**Passage fourni:**

Ce poison s’est instillé partout et partout vous le sentez progresser, ce doute terrible face à cette globalisation, laquelle est l’évidente coupable de la crise-Covid-19 qui nous dévaste psychologiquement en faisant entrevoir les mécanismes de l’effondrement, d’une économie-monde qui se défait comme un Meccano mal vissé, qui bascule comme une portée de dominos en rang d’oignons, inarrêtable, inéluctable. Il se dit que le virus envahit notre monde-globalisé par ce qu’il y a de plus globalisant, de plus post-postmoderne, la très-pollueuse et très-luxueuse aviation de transport civil qui relie les capitales, les continents et les régions les plus lointaines, dans le vrombissement élégant des Airbus faisant la courte échelle au virus d’un aéroport l’autre (les Boeing, c’est moins sûr, on sait pourquoi, et Covid-19 s’en méfie comme de la peste si j’ose dire).
Il me semblerait même que cela (le rêve fracassé de la globalisation) explique la folie qui a transformé Washington D.C. en “D.C.-la-folle”, tandis qu’apparaît le second événement qui marque cette rupture rugissante... L’outil fantastique de puissance, qui semblait au service de la globalisation, qui chaque jour la trahit un peu plus ! Le système de la communication triomphant signe son empire sur le monde en apparaissant comme un Janus qui poignarde la globalisation dans le dos, répandant partout les alertes et les fantasmes de Covid-19, remplaçant le chaos de 2014-2015 par l’attaque de la contagion, cette Grande Peur des Ancien Temps retournée contre la globalisation de l’hypermodernité elle-même. Les talk-shows et le reste de la caravane médiatique, fleuron du système de la communication plongé dans la dissection sans fin de la pandémie qui nous assaille et de la panique qu’il ne faut pas éprouver, a développé une pandémie pire que Covid-19, – et ainsi a-t-il mis, ce fleuron de la communication, en état d’accusation impitoyable la globalisation elle-même... La globalisation gémissant de douleur et rugissant de fureur !

**Données à examiner:**
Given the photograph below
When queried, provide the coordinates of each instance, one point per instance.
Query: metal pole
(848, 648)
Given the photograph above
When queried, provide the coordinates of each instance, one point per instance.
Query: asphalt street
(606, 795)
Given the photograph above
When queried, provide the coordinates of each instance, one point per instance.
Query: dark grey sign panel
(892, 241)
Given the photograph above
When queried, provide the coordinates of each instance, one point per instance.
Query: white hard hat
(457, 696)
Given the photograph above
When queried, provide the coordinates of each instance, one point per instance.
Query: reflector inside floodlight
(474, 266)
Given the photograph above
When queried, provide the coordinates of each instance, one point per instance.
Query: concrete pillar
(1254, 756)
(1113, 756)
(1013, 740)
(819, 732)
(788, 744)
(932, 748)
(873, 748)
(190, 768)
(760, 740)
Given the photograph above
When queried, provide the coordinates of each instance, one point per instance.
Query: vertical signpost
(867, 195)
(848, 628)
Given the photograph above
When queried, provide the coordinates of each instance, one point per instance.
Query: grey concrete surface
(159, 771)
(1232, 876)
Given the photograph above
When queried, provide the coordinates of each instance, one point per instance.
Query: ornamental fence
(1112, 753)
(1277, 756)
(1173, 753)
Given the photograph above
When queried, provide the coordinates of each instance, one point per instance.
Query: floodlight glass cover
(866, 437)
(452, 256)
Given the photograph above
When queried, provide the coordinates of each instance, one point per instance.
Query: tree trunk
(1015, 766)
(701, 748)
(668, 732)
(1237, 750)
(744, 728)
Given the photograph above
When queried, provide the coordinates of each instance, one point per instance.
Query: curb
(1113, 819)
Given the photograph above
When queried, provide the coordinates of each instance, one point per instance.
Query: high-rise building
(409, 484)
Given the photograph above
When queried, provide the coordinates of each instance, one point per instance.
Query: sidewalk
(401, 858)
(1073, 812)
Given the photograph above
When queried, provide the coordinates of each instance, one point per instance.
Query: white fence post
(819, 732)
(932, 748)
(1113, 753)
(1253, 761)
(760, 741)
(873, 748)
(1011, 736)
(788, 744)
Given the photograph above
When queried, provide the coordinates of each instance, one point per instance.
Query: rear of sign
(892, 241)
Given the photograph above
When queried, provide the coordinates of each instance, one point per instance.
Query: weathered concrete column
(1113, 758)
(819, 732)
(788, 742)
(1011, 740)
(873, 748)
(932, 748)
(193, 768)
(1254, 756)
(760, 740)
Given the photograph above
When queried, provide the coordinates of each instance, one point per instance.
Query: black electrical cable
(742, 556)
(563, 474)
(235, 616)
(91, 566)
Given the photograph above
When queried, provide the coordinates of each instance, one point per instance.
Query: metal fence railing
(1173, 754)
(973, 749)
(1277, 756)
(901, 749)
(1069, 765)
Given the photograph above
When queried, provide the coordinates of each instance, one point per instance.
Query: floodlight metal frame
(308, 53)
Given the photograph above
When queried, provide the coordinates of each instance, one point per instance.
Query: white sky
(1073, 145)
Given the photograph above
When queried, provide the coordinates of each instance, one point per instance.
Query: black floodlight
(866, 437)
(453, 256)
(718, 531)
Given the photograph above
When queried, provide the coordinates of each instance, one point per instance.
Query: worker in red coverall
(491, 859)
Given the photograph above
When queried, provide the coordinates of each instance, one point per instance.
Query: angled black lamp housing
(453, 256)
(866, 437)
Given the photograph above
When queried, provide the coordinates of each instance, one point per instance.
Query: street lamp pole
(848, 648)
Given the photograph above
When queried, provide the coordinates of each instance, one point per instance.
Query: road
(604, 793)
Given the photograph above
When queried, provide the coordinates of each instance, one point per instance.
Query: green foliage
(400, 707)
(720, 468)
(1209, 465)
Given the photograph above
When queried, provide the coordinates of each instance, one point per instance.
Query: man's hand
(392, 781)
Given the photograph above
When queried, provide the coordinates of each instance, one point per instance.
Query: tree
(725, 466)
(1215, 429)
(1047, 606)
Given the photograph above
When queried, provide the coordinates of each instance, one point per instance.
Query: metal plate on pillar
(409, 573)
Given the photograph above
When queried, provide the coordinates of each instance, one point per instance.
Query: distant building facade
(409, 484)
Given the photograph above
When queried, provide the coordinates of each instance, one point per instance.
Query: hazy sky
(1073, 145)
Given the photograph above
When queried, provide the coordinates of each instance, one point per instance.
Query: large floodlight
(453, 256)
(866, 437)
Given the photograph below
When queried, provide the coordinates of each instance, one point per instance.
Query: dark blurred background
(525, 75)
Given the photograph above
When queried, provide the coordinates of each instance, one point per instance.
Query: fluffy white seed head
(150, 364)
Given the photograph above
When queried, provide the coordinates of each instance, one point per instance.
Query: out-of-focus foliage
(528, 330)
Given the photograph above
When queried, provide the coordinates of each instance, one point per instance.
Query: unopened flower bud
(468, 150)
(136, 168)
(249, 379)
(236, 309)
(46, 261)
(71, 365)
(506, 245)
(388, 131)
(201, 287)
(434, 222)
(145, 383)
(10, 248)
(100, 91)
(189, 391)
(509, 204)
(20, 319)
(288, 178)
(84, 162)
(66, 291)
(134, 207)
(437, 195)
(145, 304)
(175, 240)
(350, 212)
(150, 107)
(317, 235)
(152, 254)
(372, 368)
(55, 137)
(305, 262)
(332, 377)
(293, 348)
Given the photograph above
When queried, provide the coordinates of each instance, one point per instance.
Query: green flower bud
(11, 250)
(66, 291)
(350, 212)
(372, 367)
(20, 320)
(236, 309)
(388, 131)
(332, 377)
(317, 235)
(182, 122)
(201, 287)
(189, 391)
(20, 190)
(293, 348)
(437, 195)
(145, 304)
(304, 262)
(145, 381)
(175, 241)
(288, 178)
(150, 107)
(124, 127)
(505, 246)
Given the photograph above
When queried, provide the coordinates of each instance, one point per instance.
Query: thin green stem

**Exercice à traiter:**
Recopiez à l'identique le passage fourni sur la globalisation, de « Ce poison s’est » à « si j’ose dire). ».

**Corrigé de l'exercice:**
Ce poison s’est instillé partout et partout vous le sentez progresser, ce doute terrible face à cette globalisation, laquelle est l’évidente coupable de la crise-Covid-19 qui nous dévaste psychologiquement en faisant entrevoir les mécanismes de l’effondrement, d’une économie-monde qui se défait comme un Meccano mal vissé, qui bascule comme une portée de dominos en rang d’oignons, inarrêtable, inéluctable. Il se dit que le virus envahit notre monde-globalisé par ce qu’il y a de plus globalisant, de plus post-postmoderne, la très-pollueuse et très-luxueuse aviation de transport civil qui relie les capitales, les continents et les régions les plus lointaines, dans le vrombissement élégant des Airbus faisant la courte échelle au virus d’un aéroport l’autre (les Boeing, c’est moins sûr, on sait pourquoi, et Covid-19 s’en méfie comme de la peste si j’ose dire).